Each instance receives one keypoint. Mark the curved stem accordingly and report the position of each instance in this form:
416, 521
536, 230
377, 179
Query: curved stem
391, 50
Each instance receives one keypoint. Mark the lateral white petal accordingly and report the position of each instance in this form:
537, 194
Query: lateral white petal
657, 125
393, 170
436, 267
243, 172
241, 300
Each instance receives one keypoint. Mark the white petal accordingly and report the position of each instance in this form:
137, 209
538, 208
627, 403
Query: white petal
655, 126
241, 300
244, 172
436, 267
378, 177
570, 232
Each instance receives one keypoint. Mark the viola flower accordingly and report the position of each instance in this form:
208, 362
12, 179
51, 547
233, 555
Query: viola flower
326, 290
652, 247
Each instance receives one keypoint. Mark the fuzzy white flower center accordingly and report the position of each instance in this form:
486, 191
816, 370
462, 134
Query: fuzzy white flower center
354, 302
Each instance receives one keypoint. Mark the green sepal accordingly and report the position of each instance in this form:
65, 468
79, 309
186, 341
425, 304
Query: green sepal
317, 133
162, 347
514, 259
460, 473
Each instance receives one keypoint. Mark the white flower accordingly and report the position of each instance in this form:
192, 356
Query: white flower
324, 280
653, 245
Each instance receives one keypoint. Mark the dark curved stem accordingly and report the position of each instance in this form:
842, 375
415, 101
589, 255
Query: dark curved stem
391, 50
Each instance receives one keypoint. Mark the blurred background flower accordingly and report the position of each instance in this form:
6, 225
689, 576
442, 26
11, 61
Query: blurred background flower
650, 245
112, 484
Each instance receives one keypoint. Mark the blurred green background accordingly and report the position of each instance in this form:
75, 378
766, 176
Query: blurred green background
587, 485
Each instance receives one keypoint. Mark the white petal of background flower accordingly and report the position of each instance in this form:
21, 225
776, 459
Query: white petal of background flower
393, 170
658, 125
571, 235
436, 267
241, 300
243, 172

● OPDRACHT
Geef de regels uit de gegevens hierboven woord voor woord opnieuw weer, van de regel met "Each instance receives one keypoint. Mark the white flower" tot en met het einde van de gegevens.

● VOLLEDIGE UITVOER
Each instance receives one keypoint. Mark the white flower accordingly and report the position of each instance in this form:
192, 356
Query: white flower
324, 280
653, 245
Each instance receives one keypoint. Mark the dark curved stem accordingly and report the position of each instance in this form:
842, 375
415, 101
589, 255
Query: dark curved stem
391, 50
Each instance receives one keypoint. Mark the blurred background flower accordingly and report the position of each instance in this form:
6, 225
689, 576
442, 26
11, 61
Query: blurred background flower
650, 245
112, 484
Each instance receives one keypoint. Mark the blurred green background accordingly and report the position of each instance in this form:
75, 378
766, 176
Query: blurred green background
587, 485
Each instance receives one keypoint. Mark the white petal of background flower accordingly and report the position of each instance in this form:
21, 225
776, 459
Query: white petal of background flower
393, 170
658, 125
571, 235
436, 267
241, 300
243, 172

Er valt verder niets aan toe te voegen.